### [Exercise goal]
All lines from the one containing "If it's not too much trouble, please detect the shower hose" through the end of the material are to be given back exactly, without pictures.
-------- Task input
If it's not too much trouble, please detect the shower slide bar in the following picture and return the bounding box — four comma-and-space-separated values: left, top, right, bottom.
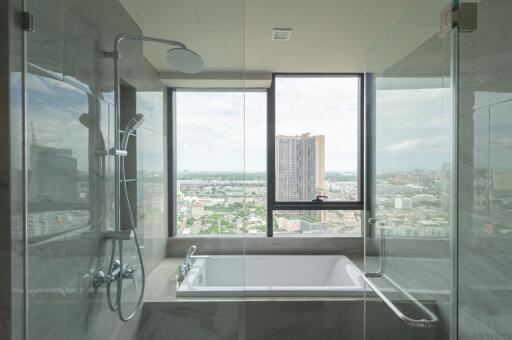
362, 273, 439, 329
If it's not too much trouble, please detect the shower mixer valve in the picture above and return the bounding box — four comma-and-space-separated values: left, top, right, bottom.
93, 260, 136, 289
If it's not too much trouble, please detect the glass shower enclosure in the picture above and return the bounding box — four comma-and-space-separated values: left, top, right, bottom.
364, 0, 459, 339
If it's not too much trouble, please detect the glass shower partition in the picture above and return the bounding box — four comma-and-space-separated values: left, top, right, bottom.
457, 0, 512, 339
23, 0, 247, 338
364, 0, 457, 339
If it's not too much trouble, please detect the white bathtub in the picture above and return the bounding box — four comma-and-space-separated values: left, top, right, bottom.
177, 255, 363, 297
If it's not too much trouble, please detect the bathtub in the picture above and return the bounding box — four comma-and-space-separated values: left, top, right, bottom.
176, 255, 363, 297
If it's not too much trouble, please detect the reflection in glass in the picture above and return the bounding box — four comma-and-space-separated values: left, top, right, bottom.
373, 87, 452, 239
27, 73, 93, 240
364, 0, 454, 338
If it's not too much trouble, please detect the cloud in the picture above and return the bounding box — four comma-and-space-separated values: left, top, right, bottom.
384, 139, 421, 152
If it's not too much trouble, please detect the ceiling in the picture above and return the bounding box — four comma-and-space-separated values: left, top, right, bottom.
119, 0, 413, 87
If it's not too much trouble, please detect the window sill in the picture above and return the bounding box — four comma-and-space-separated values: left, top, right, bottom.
167, 235, 363, 257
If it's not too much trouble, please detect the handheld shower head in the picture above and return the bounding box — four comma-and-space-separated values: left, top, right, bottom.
121, 113, 145, 150
167, 47, 204, 74
127, 113, 146, 131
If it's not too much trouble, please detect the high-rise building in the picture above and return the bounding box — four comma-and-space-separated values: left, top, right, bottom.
275, 133, 325, 201
29, 144, 78, 202
440, 162, 451, 213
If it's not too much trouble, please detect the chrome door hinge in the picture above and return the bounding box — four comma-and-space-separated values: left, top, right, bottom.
22, 11, 34, 32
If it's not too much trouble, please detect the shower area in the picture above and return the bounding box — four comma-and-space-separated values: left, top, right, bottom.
1, 0, 512, 339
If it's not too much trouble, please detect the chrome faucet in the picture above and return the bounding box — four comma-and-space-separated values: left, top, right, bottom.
178, 245, 197, 282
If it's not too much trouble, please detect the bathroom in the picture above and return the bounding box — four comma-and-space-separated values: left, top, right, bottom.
1, 0, 511, 339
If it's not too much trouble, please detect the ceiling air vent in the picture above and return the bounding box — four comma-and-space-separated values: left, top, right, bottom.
272, 28, 292, 41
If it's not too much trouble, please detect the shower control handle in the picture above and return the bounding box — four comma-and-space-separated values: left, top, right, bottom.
93, 261, 136, 288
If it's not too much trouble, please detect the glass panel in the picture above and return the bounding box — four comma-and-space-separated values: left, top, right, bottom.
274, 75, 361, 202
364, 0, 456, 339
24, 0, 247, 339
458, 1, 512, 337
274, 210, 361, 236
175, 90, 267, 235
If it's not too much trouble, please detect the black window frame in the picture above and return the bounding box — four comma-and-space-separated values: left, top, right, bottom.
266, 73, 364, 237
168, 73, 364, 237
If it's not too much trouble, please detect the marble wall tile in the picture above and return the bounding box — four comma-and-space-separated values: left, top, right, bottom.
138, 299, 442, 340
458, 1, 512, 339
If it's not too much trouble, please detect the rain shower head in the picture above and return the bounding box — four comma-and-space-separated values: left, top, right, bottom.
167, 47, 204, 74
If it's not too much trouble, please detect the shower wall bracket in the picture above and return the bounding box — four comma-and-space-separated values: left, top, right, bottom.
109, 147, 128, 157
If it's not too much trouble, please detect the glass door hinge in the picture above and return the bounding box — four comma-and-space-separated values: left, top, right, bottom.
22, 11, 34, 32
453, 3, 477, 32
440, 3, 477, 35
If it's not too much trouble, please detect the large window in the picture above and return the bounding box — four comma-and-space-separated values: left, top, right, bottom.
171, 74, 363, 237
268, 74, 363, 236
174, 90, 267, 235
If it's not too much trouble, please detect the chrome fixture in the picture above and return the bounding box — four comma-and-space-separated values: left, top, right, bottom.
93, 260, 136, 289
362, 274, 439, 328
363, 225, 437, 328
365, 227, 385, 278
185, 244, 198, 269
98, 33, 203, 322
178, 245, 197, 282
167, 47, 204, 74
121, 113, 145, 150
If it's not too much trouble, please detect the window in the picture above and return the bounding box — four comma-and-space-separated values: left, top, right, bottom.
268, 74, 363, 236
274, 210, 362, 236
173, 89, 267, 235
170, 74, 363, 237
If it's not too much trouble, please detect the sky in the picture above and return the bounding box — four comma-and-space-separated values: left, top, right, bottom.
176, 76, 360, 173
374, 87, 453, 172
26, 71, 457, 176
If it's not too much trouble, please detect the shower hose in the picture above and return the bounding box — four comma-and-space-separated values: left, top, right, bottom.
105, 154, 145, 322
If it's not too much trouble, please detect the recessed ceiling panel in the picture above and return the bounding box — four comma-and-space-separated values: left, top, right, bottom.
119, 0, 414, 80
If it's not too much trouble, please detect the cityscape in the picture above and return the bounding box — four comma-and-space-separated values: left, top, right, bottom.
175, 168, 452, 238
25, 131, 454, 240
176, 133, 452, 238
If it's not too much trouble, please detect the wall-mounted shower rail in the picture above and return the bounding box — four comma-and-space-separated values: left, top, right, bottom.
362, 273, 439, 329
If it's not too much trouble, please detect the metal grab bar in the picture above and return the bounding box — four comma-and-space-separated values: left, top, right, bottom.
365, 226, 385, 278
363, 274, 439, 329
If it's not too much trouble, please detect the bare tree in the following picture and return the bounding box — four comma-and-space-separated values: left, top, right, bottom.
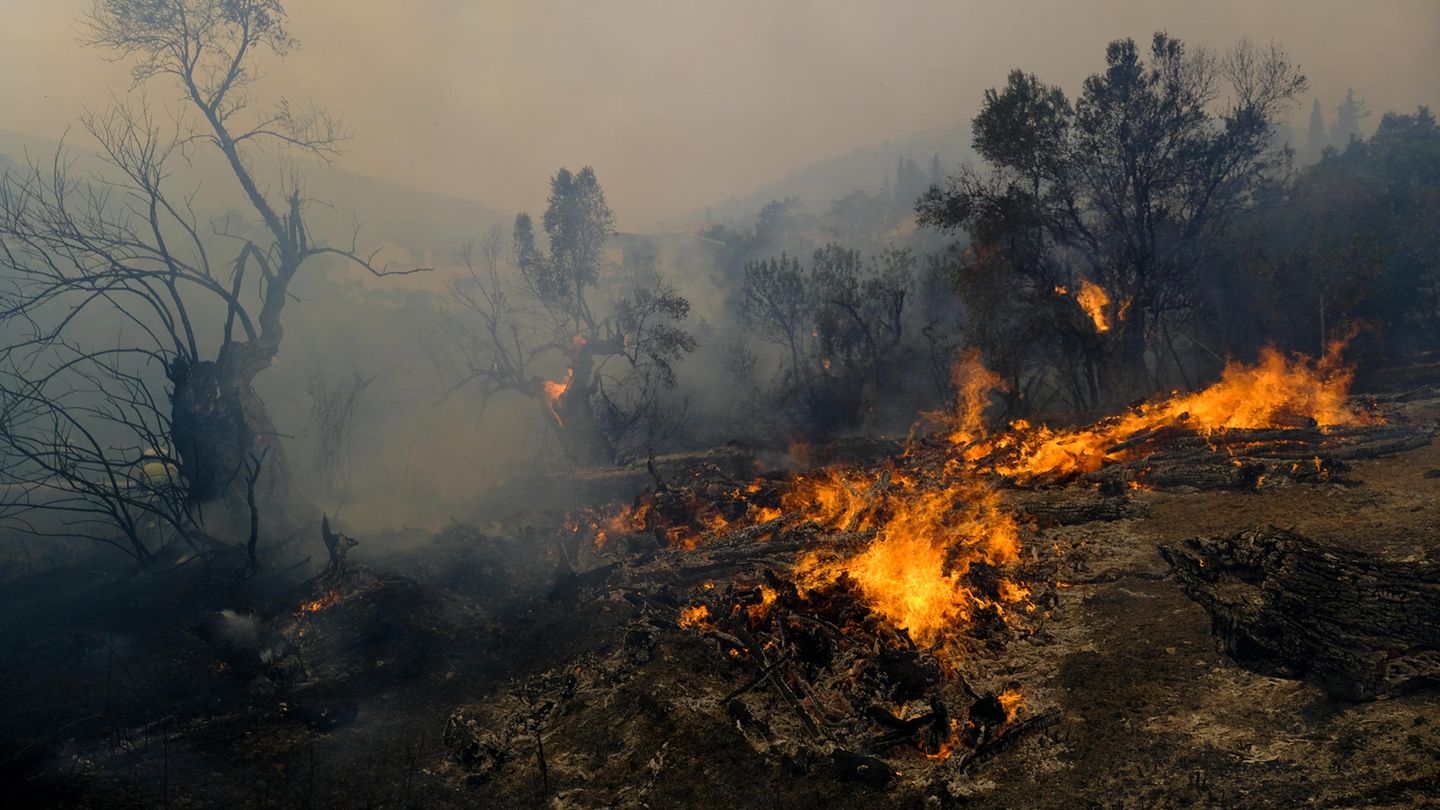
----------------
### [Output of the exercise]
If it's not too much trouble, please detect the shower hose in the picture above and return the bounding box — four comma-and-space-separated values: left, top, right, bottom.
105, 154, 145, 322
If it's not too much trouble, please detect the recessed ceiling panel in the picture above and return the bounding box — four comma-and-space-separated values: left, top, right, bottom.
119, 0, 414, 80
If it's not too much trouble, please detect the cityscape in the picture above and return the bounding box — four comma-and-space-separated values: left, top, right, bottom.
175, 168, 452, 238
25, 131, 454, 240
176, 133, 452, 238
If it's not too much trouble, please detect the wall-mounted shower rail in the picture above and return the bounding box — four comma-and-space-separated values: left, top, right, bottom.
362, 273, 439, 329
If it's not too much trouble, please detect the metal grab bar in the picture above and return the bounding box — four comma-and-space-separated values: left, top, right, bottom.
365, 226, 385, 278
363, 274, 439, 329
If it's not too much trouble, please detect the bare tree in the following picture and return the bounding box — four comma-and-space-separated values: left, top, right, bottom.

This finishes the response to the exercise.